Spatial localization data
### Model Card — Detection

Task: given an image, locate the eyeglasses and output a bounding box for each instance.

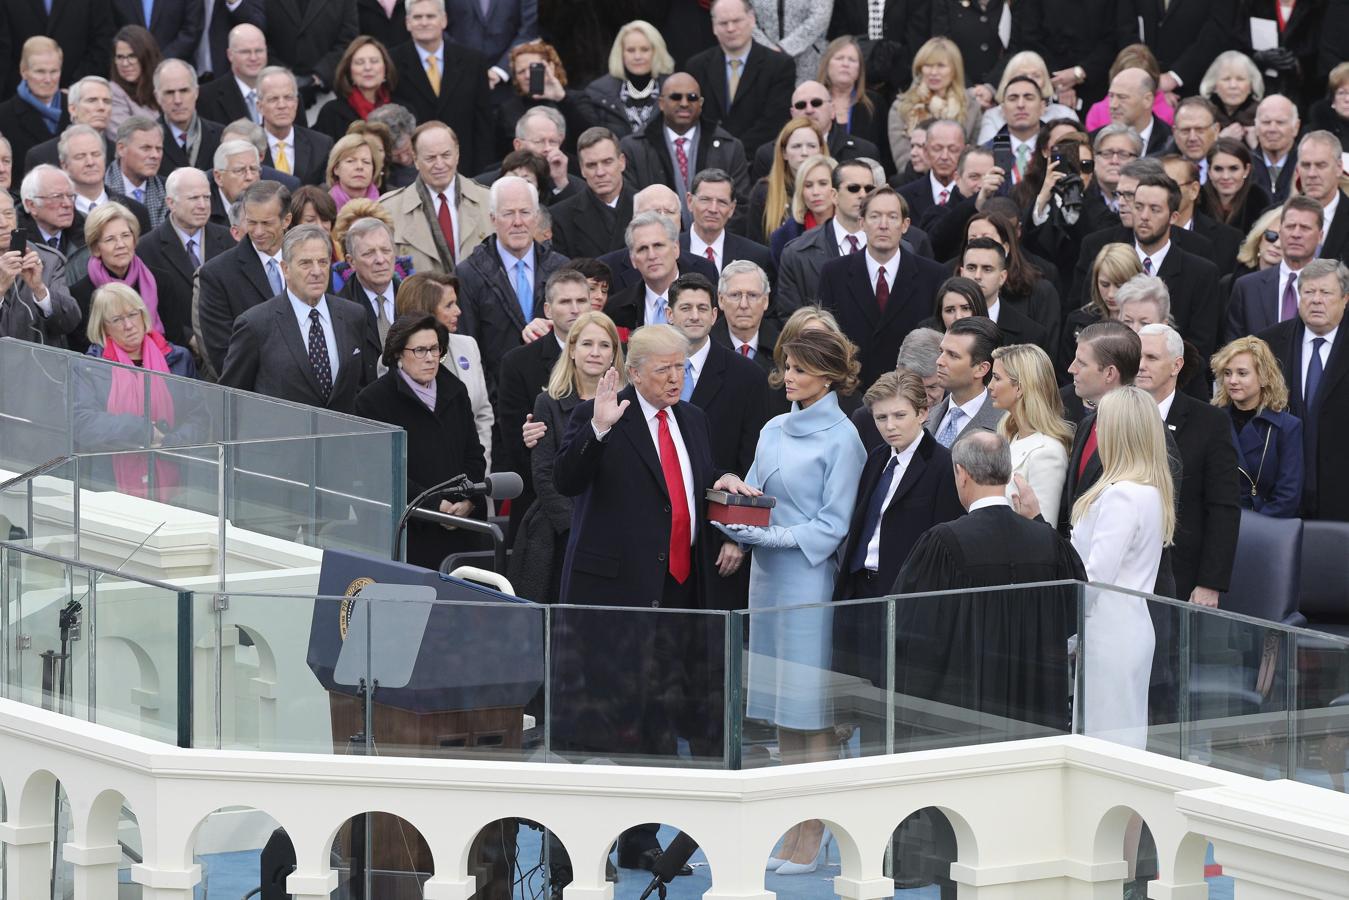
[114,53,137,63]
[1097,149,1139,161]
[721,291,764,304]
[842,183,876,194]
[106,312,142,329]
[663,91,700,102]
[1111,189,1136,201]
[224,164,261,177]
[1263,229,1280,243]
[35,192,75,204]
[792,98,826,110]
[403,345,443,360]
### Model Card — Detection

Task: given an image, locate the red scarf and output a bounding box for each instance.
[103,331,179,501]
[347,86,390,121]
[804,210,819,231]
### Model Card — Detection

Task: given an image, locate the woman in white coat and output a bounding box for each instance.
[987,344,1072,517]
[1069,385,1173,750]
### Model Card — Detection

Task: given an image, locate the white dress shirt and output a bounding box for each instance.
[266,127,296,166]
[644,284,669,324]
[1301,324,1338,400]
[864,249,900,296]
[76,190,109,217]
[1137,118,1155,151]
[415,42,446,82]
[362,282,396,324]
[863,438,920,570]
[968,494,1011,513]
[688,229,726,269]
[1134,239,1172,274]
[832,218,865,254]
[1156,390,1176,422]
[1320,191,1341,253]
[935,389,988,439]
[286,290,339,378]
[729,330,760,358]
[986,297,1001,323]
[173,223,205,263]
[929,171,955,205]
[254,245,284,288]
[685,338,712,387]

◆ Task goal
Copy the records above exactly. Do not carry any picture into the copy.

◆ Written solution
### Model Card — Detection

Task: given an image, locate the eyeglasses and output a bounding box for each instance.

[114,53,137,63]
[1097,149,1139,161]
[721,291,764,304]
[842,183,876,194]
[106,312,142,329]
[663,91,700,102]
[1111,189,1136,201]
[224,164,261,177]
[1263,229,1280,243]
[35,192,75,204]
[792,98,826,110]
[403,345,443,360]
### Model Card — Detection

Task: given an image, locate the red scarf and output a bounding box for each instance.
[103,331,179,501]
[347,86,390,121]
[804,210,819,231]
### Model Card — Detection

Task: given an image, locate the woman in white coat and output a bounding box for each instance.
[987,344,1072,517]
[1069,385,1173,750]
### Model Card — Detection

Task: given an image, locate the white dress shirt and output a bounding box for each instance.
[266,127,296,166]
[644,284,669,324]
[1301,324,1338,400]
[864,249,900,296]
[76,190,109,217]
[1137,118,1155,151]
[415,42,446,82]
[362,282,396,324]
[863,438,920,570]
[968,494,1011,513]
[688,229,726,269]
[1134,239,1172,274]
[832,218,865,254]
[1156,390,1176,422]
[1320,191,1341,253]
[935,389,988,439]
[286,290,339,378]
[729,330,760,358]
[986,297,1001,323]
[173,223,205,263]
[929,171,955,205]
[254,245,284,288]
[685,338,712,387]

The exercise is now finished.